*Задание 1*.
Ответьте на вопросы по статье о женском песенном репертуаре.
(a) В каких ритуалах, по данным этнографических исследований, роль женщин была ведущей?
(b) Сколько из 21 хороводной песни Вологодского, Вятского и Костромского краев исполнялись смешанными группами?
(c) Какой песенный жанр указан первым среди тех, что исследователи определяли как преимущественно или исключительно женские?
*Задание 2*. Напишите продолжение статьи о женском песенном репертуаре в русском фольклоре.

Традиция, трансгрессия, компромисс — страница 15 из 91

Эти данные совпадают с данными этнографических исследований: роль женщин в свадебных и похоронных ритуалах была ведущей, и поэтому значительная часть их репертуара была связана с этими двумя событиями. По этнографическим данным, группы девушек были ведущими в весенних и летних ритуалах, когда исполнялись хороводные песни; парни пели вместе с девушками или исполняли особые песни (6 из 21 хороводной песни Вологодского, Вятского и Костромского краев исполнялись группой мужчин, а 10 – смешанными группами).

Позднее, в советское время, собиратели старались рассматривать фольклорные песни в контексте их исполнения, отмечать пол исполнителей и в целом применять этнографические методы описания к своим собраниям[51]. Исследователи определяли некоторые песенные жанры как преимущественно или исключительно женские: частушки [Померанцева, Минц 1959], свадебные песни [Эвальд 1928], песни, приуроченные к календарным праздникам (напр., [Кнатц 1928]), а также лирические песни про строптивых жен и недовольных дочерей, в том числе и о супружеском выборе, измене или убийстве старого мужа [Розанов 1940; Рубцов 1958].

*Исходные материалы*.
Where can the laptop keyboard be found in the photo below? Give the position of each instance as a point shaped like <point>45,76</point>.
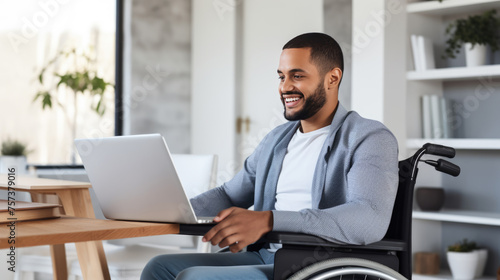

*Ответ к заданию 1*.
(a) Роль женщин была ведущей в свадебных и похоронных ритуалах.
(b) Смешанными группами исполнялись 10 песен.
(c) Первыми указаны частушки.

*Ответ к заданию 2*.
По общей для исследователей фольклора XX века оценке, женщины являются лучшими хранителями традиционного пения, чем мужчины. Ограничение в пространственной мобильности женщины, предполагавшее ее ограничение в совершенствовании сказительского мастерства, определялось как обстоятельство, делавшее женщин лучшими хранительницами песенной традиции. Здесь мы видим гендерную иерархию в действии: считалось, что мужчины лучше сохраняют особо ценные жанры русского фольклора. Несомненно, именно сольное, а не коллективное исполнение позволяет вставлять свои замечания и проявлять творческое начало, подобно тому как оно проявляется в литературном авторском творчестве. Иными словами, фольклористы моделировали свое понимание устной словесности, исходя из литературоведческих представлений, – так повелось со времен Гердера, который связывал авторскую литературу с устной художественной традицией народа. Как мы полагаем, для того чтобы адекватно понять творческий вклад женщины в русский фольклор, скорее следует опираться на категории агентивности и авторитета [Аверинцев 1994], а не на категорию авторства.

Глава 2Половозрастные статусы и идентичность: структура и история

В антропологии категории возраста и пола обычно используются при описании традиционных обществ, в которых они служат определяющими факторами социальной иерархии. Фактически все известные нам общества используют возраст и пол в качестве инструментов социальной организации, приписывая половозрастным группам разные функции и наделяя их разными степенями дифференциации. В этой главе мы сначала опишем систему половозрастных статусов русской деревни конца XIX – первой четверти XX века и укажем на изменения в этой системе, случившиеся в советское время; затем рассмотрим, каким образом эти стратификации определяли жизнь деревенских женщин, относящихся к разным поколениям.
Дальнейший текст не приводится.